TO DO
Please find every line in the material below that contains the string "outline" with matching case, and copy each such line.

►

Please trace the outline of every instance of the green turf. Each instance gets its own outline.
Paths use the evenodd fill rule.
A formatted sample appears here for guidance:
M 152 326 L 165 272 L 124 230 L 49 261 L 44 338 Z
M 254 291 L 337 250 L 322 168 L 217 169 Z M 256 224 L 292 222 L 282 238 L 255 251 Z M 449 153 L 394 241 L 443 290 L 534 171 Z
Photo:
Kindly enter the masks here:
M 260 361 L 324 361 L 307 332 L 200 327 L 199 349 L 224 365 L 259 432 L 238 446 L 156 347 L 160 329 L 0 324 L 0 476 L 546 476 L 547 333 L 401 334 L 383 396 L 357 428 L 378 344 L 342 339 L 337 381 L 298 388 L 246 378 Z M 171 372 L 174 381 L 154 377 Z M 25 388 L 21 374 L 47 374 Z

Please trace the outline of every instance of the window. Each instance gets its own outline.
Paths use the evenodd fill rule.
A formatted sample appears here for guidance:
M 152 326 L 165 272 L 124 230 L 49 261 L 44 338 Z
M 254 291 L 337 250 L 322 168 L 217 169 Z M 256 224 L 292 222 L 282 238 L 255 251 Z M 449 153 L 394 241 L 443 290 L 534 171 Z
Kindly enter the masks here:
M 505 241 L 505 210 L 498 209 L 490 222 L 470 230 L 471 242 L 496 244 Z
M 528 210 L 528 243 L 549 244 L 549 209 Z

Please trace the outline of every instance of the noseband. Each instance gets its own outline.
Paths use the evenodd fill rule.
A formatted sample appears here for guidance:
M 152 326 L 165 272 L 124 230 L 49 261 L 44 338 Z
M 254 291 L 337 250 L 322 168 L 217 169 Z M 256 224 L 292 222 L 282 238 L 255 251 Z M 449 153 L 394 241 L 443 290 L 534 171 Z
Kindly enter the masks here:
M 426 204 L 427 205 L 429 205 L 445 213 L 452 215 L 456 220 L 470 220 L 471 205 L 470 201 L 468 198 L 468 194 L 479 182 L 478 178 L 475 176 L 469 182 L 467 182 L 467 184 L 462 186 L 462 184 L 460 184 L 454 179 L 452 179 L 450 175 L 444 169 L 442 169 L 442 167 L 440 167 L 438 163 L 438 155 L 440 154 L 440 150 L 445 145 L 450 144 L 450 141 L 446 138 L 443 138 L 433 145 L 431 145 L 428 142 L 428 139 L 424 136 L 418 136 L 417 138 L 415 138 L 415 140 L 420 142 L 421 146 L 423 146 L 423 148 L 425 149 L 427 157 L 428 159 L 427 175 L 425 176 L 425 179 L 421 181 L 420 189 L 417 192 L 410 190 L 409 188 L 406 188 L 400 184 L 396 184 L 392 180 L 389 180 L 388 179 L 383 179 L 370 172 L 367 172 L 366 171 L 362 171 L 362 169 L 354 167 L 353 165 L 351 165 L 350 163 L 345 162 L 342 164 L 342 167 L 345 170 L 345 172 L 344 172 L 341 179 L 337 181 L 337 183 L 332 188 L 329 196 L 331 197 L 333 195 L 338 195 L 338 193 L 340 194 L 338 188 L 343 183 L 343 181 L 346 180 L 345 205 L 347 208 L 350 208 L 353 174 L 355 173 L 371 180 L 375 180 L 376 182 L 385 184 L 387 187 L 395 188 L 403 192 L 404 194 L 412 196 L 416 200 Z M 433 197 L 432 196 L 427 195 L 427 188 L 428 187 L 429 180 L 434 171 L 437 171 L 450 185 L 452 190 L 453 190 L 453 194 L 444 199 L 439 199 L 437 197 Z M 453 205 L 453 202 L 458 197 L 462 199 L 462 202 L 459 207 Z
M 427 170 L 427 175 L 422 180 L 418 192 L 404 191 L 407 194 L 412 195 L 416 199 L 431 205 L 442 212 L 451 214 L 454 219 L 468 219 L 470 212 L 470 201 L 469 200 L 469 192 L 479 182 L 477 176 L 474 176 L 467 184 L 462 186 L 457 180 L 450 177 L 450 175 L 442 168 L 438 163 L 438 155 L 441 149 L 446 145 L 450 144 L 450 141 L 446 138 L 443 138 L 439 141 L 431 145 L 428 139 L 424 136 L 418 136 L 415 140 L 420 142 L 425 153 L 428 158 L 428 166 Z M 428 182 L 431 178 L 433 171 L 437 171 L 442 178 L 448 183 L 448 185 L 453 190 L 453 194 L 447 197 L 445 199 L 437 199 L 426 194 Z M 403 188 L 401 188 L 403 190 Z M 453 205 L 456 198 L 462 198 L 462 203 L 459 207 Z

◄

RESPONSE FOR THIS EXERCISE
Please trace the outline of every instance of the green turf. Each instance gets its own outline.
Please trace the outline of every instance of the window. Each instance gets its own outline.
Please trace the outline of every instance of the noseband. Each instance gets its own outline.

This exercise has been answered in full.